_About this exercise_
Take the line that contains "the river rock" as the first line and the final line of the records as the last; return exactly those lines and the lines between.

_Input records_
>>>>>

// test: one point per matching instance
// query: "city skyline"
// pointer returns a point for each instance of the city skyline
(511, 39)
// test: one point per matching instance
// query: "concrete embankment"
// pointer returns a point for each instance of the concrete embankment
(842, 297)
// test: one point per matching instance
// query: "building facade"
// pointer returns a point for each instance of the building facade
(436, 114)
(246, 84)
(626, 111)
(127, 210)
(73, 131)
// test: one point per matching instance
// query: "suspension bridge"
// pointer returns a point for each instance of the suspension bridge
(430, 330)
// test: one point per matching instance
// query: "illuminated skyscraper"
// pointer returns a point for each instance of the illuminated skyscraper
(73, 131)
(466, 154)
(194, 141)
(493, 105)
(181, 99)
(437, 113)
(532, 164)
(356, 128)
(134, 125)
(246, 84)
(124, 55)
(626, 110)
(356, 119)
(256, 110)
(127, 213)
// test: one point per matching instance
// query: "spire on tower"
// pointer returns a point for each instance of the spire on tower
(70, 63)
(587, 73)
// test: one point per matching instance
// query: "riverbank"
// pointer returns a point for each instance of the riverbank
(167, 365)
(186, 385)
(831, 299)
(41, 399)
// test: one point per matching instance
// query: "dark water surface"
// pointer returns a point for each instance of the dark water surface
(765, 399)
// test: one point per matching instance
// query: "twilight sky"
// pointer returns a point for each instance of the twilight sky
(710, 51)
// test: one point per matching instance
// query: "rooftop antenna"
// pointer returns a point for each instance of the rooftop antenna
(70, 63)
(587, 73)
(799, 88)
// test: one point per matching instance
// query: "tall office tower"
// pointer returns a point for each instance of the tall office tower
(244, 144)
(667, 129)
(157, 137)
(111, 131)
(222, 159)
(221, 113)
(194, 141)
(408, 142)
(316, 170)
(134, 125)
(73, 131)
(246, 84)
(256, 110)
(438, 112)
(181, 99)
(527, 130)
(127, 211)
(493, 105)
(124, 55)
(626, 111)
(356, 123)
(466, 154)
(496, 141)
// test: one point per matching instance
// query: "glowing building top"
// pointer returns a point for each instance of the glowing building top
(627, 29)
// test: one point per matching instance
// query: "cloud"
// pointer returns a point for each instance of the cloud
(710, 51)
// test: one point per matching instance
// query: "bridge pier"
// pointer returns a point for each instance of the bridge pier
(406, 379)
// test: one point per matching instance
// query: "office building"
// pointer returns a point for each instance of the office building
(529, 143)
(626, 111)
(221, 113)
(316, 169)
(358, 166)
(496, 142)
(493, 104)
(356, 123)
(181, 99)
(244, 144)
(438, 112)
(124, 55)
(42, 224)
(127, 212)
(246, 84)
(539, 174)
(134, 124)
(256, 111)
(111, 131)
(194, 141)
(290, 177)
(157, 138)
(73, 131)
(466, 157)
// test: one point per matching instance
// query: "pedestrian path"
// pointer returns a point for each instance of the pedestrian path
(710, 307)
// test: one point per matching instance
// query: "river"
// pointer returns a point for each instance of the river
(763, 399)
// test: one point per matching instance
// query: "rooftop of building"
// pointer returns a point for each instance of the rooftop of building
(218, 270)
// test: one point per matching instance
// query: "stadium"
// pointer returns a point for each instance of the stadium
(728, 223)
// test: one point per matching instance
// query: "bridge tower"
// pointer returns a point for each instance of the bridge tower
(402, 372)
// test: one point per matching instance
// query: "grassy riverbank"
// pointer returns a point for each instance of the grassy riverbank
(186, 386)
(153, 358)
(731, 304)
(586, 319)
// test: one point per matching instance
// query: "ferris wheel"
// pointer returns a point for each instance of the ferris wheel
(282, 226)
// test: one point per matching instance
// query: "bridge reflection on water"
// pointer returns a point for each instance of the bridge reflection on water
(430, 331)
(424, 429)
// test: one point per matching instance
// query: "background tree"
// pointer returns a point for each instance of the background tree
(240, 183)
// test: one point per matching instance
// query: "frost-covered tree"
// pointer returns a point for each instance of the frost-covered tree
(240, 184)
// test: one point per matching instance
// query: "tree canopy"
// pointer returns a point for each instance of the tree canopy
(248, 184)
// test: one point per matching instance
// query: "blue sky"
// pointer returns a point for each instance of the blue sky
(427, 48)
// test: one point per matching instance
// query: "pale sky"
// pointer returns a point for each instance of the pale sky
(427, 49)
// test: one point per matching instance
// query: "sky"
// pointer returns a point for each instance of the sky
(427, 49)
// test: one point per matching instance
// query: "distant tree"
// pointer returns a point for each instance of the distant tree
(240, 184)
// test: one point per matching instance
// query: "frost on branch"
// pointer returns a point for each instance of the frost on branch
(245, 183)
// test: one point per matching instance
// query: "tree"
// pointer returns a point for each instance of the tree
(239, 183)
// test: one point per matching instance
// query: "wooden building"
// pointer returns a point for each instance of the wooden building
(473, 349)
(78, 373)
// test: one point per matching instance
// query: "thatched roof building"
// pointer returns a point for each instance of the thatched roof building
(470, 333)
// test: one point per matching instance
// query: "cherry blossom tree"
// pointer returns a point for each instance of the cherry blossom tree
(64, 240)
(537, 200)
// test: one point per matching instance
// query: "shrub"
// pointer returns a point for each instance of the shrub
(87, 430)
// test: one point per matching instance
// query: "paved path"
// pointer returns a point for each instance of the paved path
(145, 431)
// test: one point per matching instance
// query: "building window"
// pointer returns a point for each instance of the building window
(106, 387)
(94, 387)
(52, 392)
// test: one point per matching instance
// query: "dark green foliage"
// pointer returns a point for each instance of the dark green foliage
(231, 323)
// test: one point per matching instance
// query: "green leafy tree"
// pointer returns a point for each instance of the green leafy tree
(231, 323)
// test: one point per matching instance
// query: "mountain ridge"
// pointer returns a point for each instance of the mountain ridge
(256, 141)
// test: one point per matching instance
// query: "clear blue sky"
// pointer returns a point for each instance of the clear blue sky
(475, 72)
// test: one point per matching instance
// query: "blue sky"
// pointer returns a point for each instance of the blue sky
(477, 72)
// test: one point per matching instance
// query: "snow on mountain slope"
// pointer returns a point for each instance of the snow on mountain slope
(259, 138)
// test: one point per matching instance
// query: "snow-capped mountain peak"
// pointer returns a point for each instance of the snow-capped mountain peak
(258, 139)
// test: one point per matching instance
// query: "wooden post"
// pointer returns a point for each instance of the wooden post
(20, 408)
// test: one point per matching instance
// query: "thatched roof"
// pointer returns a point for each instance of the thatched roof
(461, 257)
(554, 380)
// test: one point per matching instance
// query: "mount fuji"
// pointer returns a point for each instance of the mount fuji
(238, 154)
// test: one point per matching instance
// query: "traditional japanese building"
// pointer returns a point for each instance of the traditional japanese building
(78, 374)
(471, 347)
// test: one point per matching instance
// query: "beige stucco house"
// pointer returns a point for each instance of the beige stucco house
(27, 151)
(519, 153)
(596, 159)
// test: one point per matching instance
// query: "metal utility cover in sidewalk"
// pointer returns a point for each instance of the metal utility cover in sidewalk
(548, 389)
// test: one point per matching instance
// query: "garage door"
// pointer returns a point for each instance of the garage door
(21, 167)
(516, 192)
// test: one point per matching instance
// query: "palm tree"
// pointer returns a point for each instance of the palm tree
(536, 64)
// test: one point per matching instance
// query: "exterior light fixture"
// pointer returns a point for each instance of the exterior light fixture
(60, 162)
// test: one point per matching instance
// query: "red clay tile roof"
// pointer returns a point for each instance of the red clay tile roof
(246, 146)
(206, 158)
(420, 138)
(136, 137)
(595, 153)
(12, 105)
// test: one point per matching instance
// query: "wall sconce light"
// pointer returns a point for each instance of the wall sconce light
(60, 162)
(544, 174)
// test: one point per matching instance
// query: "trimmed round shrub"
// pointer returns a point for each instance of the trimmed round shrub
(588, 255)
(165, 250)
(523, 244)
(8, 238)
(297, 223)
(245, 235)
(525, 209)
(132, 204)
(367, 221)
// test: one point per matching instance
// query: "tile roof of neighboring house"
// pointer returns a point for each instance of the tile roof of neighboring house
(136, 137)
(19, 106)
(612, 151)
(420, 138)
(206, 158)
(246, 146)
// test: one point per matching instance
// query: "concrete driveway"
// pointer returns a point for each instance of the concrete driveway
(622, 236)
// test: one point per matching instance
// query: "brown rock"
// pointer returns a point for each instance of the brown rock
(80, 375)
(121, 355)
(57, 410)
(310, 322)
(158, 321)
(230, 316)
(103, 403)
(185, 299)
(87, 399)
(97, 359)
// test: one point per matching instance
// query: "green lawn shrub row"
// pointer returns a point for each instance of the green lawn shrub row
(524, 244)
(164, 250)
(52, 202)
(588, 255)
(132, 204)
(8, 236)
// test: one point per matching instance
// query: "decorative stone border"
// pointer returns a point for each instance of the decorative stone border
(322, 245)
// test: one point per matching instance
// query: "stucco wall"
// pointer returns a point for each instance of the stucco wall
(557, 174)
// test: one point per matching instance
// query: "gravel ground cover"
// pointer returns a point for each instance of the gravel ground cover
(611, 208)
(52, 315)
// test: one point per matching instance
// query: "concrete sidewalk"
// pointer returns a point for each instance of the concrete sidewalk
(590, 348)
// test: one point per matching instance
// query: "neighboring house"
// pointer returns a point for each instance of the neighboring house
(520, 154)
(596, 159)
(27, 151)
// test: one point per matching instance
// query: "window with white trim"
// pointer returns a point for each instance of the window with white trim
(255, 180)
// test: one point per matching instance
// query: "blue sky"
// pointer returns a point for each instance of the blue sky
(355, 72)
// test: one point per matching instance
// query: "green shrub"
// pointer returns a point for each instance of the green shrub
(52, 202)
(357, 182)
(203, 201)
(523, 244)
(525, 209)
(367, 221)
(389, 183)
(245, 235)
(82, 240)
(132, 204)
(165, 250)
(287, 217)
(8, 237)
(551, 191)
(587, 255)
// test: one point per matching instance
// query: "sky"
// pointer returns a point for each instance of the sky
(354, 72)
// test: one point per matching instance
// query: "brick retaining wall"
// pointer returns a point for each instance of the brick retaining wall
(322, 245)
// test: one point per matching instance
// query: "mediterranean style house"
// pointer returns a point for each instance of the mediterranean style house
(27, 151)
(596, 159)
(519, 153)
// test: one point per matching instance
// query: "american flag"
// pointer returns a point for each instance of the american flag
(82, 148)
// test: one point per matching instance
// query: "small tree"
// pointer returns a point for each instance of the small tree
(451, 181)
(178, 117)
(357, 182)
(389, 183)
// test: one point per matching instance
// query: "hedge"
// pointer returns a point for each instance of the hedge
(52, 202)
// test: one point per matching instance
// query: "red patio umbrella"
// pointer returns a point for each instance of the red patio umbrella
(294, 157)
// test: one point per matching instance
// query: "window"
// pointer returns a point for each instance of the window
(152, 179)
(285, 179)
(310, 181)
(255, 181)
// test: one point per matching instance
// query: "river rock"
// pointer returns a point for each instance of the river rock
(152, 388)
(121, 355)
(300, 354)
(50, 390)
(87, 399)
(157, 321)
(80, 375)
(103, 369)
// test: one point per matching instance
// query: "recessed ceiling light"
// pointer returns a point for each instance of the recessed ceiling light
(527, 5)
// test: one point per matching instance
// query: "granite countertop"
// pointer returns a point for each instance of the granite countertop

<<<<<

_Expected answer_
// pointer returns a point for each instance of the river rock
(152, 388)
(121, 355)
(300, 354)
(50, 390)
(87, 399)
(157, 321)
(80, 375)
(103, 369)
// test: one point per matching instance
// query: "recessed ceiling light"
// pointer returns a point for each instance of the recessed ceiling light
(527, 5)
// test: one point per matching instance
// query: "granite countertop"
// pointer returns a point for each instance of the granite countertop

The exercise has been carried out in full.